WHAT YOU HAVE TO DO
Lay out every line of all the items below as a JSON list of strings, with one string per line and blank lines omitted.

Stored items

>> START

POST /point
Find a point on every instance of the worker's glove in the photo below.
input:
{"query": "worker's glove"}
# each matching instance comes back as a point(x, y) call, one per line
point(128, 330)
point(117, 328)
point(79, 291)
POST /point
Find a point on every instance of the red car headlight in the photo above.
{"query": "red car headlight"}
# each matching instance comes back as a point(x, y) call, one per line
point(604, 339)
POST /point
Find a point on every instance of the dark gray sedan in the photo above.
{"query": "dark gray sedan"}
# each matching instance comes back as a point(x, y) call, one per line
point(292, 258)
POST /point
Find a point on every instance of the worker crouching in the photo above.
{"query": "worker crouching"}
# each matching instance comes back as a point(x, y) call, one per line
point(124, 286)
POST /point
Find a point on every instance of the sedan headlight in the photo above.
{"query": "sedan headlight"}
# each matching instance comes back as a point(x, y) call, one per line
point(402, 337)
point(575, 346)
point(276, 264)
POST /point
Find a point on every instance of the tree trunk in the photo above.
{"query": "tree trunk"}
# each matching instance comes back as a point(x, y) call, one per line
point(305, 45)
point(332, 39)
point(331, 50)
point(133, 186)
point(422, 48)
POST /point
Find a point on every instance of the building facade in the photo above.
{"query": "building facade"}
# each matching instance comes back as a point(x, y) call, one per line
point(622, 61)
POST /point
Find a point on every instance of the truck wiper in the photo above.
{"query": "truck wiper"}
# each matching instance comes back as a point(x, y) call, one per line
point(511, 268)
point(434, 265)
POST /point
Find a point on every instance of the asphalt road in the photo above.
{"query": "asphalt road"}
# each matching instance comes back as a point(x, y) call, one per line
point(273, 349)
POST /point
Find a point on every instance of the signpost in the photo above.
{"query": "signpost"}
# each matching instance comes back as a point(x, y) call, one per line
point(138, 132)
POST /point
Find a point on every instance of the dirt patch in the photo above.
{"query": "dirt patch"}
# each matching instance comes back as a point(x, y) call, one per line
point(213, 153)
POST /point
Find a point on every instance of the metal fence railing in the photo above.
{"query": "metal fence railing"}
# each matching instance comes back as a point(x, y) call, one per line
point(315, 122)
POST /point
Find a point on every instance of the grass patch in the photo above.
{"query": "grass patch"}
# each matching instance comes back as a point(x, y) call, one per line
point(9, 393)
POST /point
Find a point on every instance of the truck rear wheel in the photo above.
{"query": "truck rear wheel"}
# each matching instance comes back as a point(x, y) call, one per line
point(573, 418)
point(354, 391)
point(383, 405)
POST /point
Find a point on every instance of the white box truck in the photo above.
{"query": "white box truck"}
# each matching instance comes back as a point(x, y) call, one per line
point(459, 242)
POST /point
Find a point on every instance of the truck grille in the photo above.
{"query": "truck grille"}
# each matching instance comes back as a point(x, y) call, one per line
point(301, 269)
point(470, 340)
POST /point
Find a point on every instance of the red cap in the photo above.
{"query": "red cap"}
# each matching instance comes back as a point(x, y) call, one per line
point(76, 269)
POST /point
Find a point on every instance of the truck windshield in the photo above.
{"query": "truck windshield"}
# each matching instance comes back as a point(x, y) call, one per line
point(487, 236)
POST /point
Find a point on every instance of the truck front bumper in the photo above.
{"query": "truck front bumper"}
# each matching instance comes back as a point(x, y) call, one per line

>> END

PROBLEM SOLUTION
[
  "POST /point",
  "Find a point on every instance of the worker's glove in the photo below.",
  "input:",
  "{\"query\": \"worker's glove\"}",
  "# each matching instance comes back as a point(x, y) call, one per line",
  "point(128, 330)",
  "point(117, 328)",
  "point(79, 291)",
  "POST /point",
  "Find a point on every instance of the red car headlight in the photo above.",
  "{\"query\": \"red car headlight\"}",
  "# each matching instance comes back as a point(x, y) call, one per line",
  "point(604, 339)",
  "POST /point",
  "Find a point on every instance of the dark gray sedan in the photo above.",
  "{\"query\": \"dark gray sedan\"}",
  "# each matching instance comes back as a point(x, y) call, one per line",
  "point(292, 258)",
  "POST /point",
  "Find a point on every instance of the worker crouching in the photo above.",
  "{\"query\": \"worker crouching\"}",
  "# each matching instance comes back as a point(x, y) call, one per line",
  "point(124, 286)",
  "POST /point",
  "Find a point on every instance of the sedan headlight in the photo above.",
  "{\"query\": \"sedan headlight\"}",
  "# each matching instance comes back as a point(x, y) call, one per line",
  "point(402, 337)",
  "point(575, 346)",
  "point(276, 264)",
  "POST /point",
  "Find a point on every instance of the tree trunk in the photo above.",
  "{\"query\": \"tree trunk\"}",
  "# each matching instance comes back as a point(x, y) call, one per line",
  "point(305, 45)",
  "point(332, 39)",
  "point(331, 50)",
  "point(133, 186)",
  "point(422, 48)",
  "POST /point",
  "Find a point on every instance of the building facade in the photo above.",
  "{\"query\": \"building facade\"}",
  "# each matching instance comes back as a point(x, y) call, one per line",
  "point(622, 61)",
  "POST /point",
  "Find a point on every instance of the truck wiper in the photo above.",
  "{\"query\": \"truck wiper\"}",
  "# each matching instance comes back as a point(x, y) call, one per line",
  "point(511, 268)",
  "point(434, 265)",
  "POST /point",
  "Find a point on every instance of the asphalt road in the photo above.",
  "{\"query\": \"asphalt road\"}",
  "# each matching instance comes back as a point(x, y) call, one per line",
  "point(273, 349)",
  "POST /point",
  "Find a point on every instance of the signpost in the photo above.",
  "{\"query\": \"signpost\"}",
  "# each matching instance comes back as a point(x, y) call, one per line",
  "point(138, 132)",
  "POST /point",
  "Find a point on every instance of the dirt patch in the photo above.",
  "{\"query\": \"dirt patch\"}",
  "# each matching instance comes back as a point(x, y) call, one per line",
  "point(213, 153)",
  "POST /point",
  "Find a point on every instance of the metal fence railing in the photo above.",
  "{\"query\": \"metal fence railing\"}",
  "# each matching instance comes back as a point(x, y) call, one per line",
  "point(315, 122)",
  "POST /point",
  "Find a point on every instance of the grass patch in the photo above.",
  "{\"query\": \"grass patch\"}",
  "# each matching instance comes back as a point(x, y) call, one per line",
  "point(9, 393)",
  "POST /point",
  "Find a point on every instance of the truck rear wheel in the photo above.",
  "{\"query\": \"truck rear wheel\"}",
  "# each matching instance comes back as a point(x, y) call, one per line",
  "point(573, 418)",
  "point(354, 391)",
  "point(383, 405)",
  "POST /point",
  "Find a point on every instance of the white box truck in the photo above.",
  "{\"query\": \"white box truck\"}",
  "# each matching instance comes back as a point(x, y) call, one per line",
  "point(459, 242)",
  "POST /point",
  "Find a point on every instance of the truck grille in the photo above.",
  "{\"query\": \"truck grille\"}",
  "# each matching instance comes back as a point(x, y) call, one per line",
  "point(301, 269)",
  "point(470, 340)",
  "POST /point",
  "Find a point on every instance of the red cap in the photo above.",
  "{\"query\": \"red cap\"}",
  "# each matching instance comes back as a point(x, y) call, one per line",
  "point(76, 269)",
  "POST /point",
  "Find a point on every instance of the truck windshield in the photo above.",
  "{\"query\": \"truck windshield\"}",
  "# each matching instance comes back as a point(x, y) call, one per line",
  "point(487, 236)",
  "POST /point",
  "Find a point on every instance of the truck front bumper in the photo above.",
  "{\"query\": \"truck front bumper\"}",
  "# each matching instance comes back as a point(x, y) call, one per line"
]